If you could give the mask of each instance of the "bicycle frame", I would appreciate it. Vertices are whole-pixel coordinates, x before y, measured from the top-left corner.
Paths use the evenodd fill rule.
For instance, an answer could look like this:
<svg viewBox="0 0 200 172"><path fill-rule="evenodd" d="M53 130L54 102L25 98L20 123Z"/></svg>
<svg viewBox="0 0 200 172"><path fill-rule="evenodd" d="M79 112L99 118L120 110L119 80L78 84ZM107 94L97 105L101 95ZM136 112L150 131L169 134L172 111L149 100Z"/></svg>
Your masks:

#####

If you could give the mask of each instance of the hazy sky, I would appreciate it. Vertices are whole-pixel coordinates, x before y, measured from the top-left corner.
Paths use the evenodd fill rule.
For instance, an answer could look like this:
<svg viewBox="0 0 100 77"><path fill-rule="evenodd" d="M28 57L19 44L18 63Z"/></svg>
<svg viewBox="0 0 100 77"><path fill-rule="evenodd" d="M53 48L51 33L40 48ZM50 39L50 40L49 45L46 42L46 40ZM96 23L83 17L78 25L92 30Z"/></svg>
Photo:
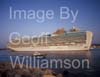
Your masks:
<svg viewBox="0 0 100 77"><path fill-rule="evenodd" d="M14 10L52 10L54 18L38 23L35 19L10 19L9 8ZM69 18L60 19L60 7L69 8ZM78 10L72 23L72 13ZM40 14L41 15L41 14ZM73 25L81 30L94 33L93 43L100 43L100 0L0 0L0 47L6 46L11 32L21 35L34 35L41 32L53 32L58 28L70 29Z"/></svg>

#####

● **Problem**:
Which lines of the data include the string "whole"? Copy each of them.

● **Task response**:
If you could give the mask of each instance of the "bicycle frame", I would appreciate it. Vertices are whole-pixel coordinates, x before y, measured from the top-left corner.
If you could give the mask of each instance of the hazy sky, I would appreciate it. Vertices are whole-pixel coordinates, x before y, measured from the top-left corner.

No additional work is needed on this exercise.